Inherents, meanwhile, are not passed on the network and are not signed. They represent data which describes the environment but which cannot call upon anything to prove it per se such as a signature. Rather they are assumed to be "true" simply because a sufficiently large number of validators have agreed on them being reasonable.

To give an example, there is the timestamp inherent which sets the current timestamp of the block. This is not a fixed part of Substrate, but does come as part of the Substrate Runtime Module Library to be used as desired. No signature could fundamentally prove that a block were authored at a given time in quite the same way that a signature can "prove" the desire to spend some particular funds. Rather, it is the business of each validator to ensure that they believe the timestamp is set to something reasonable before they agree that the block candidate is valid.

Other examples include the parachain-heads extrinsic in Polkadot and the "note-missed-proposal" extrinsic used in the Substrate Runtime Module Library to determine and punish or deactivate offline validators.

Runtime and API

Substrate chains all have a runtime. The runtime is a WebAssembly "blob" that includes a number of entry-points. Some entry-points are required as part of the underlying Substrate specification. Others are merely convention and required for the default implemnentation of the Substrate client to be able to author blocks. In short these two sets are:

The runtime is API entry points are expected to be in the runtime’s api module. There is a specific ABI based upon the Substrate Simple Codec (codec) which is used to encode and decode the arguments for these functions and specify where and how they should passed. A special macro is provided called impl_stubs which prepares all functionality for marshalling arguments and basically just allows you to write the functions as you would normally (except for the fact that there must be example one argument - tuples are allowed to workaround).

Here’s the Polkadot API implementation as of PoC-2:

pub mod api {
	impl_stubs!(

		// Standard: Required.
		version => |()| super::Version::version(),
		authorities => |()| super::Consensus::authorities(),
		execute_block => |block| super::Executive::execute_block(block),

		// Conventional: Needed for Substrate client's reference block authoring logic to work.
		initialise_block => |header| super::Executive::initialise_block(&header),
		apply_extrinsic => |extrinsic| super::Executive::apply_extrinsic(extrinsic),
		finalise_block => |()| super::Executive::finalise_block(),
		inherent_extrinsics => |inherent| super::inherent_extrinsics(inherent),

		// Non-standard (Polkadot-specific). This just exposes some stuff that Polkadot client
		// finds useful.
☆ ☆ ☆ ☆ ☆ ☆ ☆
### [Exercise requirements]
A: Write out the part of the Substrate passage starting at "pub mod api" and ending at "logic to work.".
B: Write what comes next in the Substrate passage, picking up right after its final line.

### [Information provided]
☆ ☆ ☆ ☆ ☆ ☆ ☆
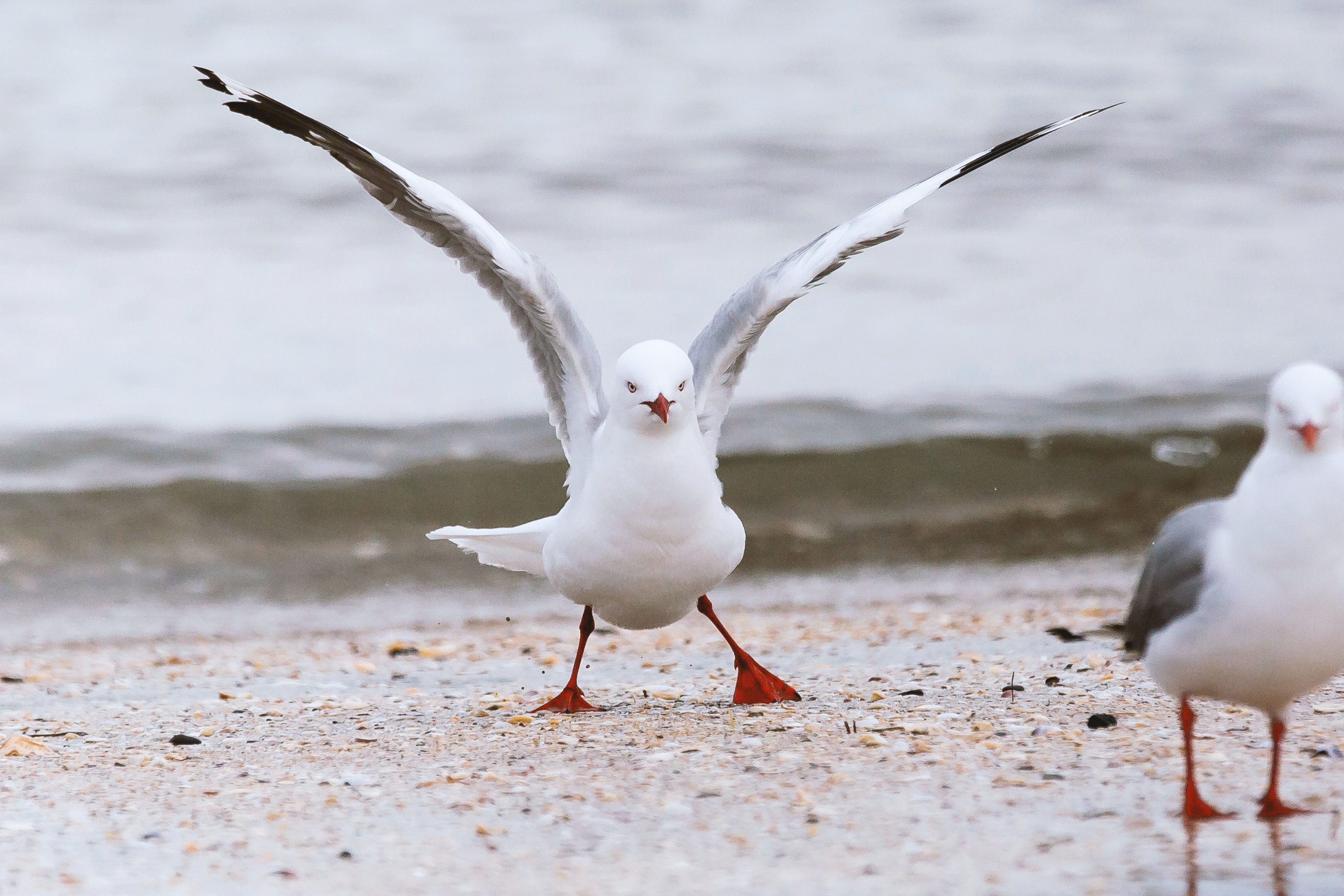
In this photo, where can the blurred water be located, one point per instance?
(167, 264)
☆ ☆ ☆ ☆ ☆ ☆ ☆
### [Task responses]
A:
pub mod api {
	impl_stubs!(

		// Standard: Required.
		version => |()| super::Version::version(),
		authorities => |()| super::Consensus::authorities(),
		execute_block => |block| super::Executive::execute_block(block),

		// Conventional: Needed for Substrate client's reference block authoring logic to work.

B:
		validator_count => |()| super::Session::validator_count(),
		validators => |()| super::Session::validators()
	);
}

As you can see, at the minimum there are only three API calls to implement. If you want to reuse as much of Substrate’s reference block authoring client code, then you’ll want to provide the next four entrypoints (though three of them you probably already implemented as part of execute_block).

Of the first three, there is execute_block, which contains the actions to be taken to execute a block and pretty much defines the blockchain. Then there is authorities which tells the AfG consensus algorithm sitting in the Substrate client who the given authorities (known as "validators" in some contexts) are that can finalise the next block. Finally, there is version, which is a fairly sophisticated version identifier. This includes a key distinction between specification version and authoring version, with the former essentially versioning the logic of execute_block and the latter versioning only the logic of inherent_extrinsics and core aspects of extrinsic validity.

Inherent Extrinsics

The Substrate Runtime Module Library includes functionality for timestamps and slashing. If used, these rely on "trusted" external information being passed in via inherent extrinsics. The Substrate reference block authoring client software will expect to be able to call into the runtime API with collated data (in the case of the reference Substrate authoring client, this is merely the current timestamp and which nodes were offline) in order to return the appropriate extrinsics ready for inclusion. If new inherent extrinsic types and data are to be used in a modified runtime, then it is this function (and its argument type) that would change.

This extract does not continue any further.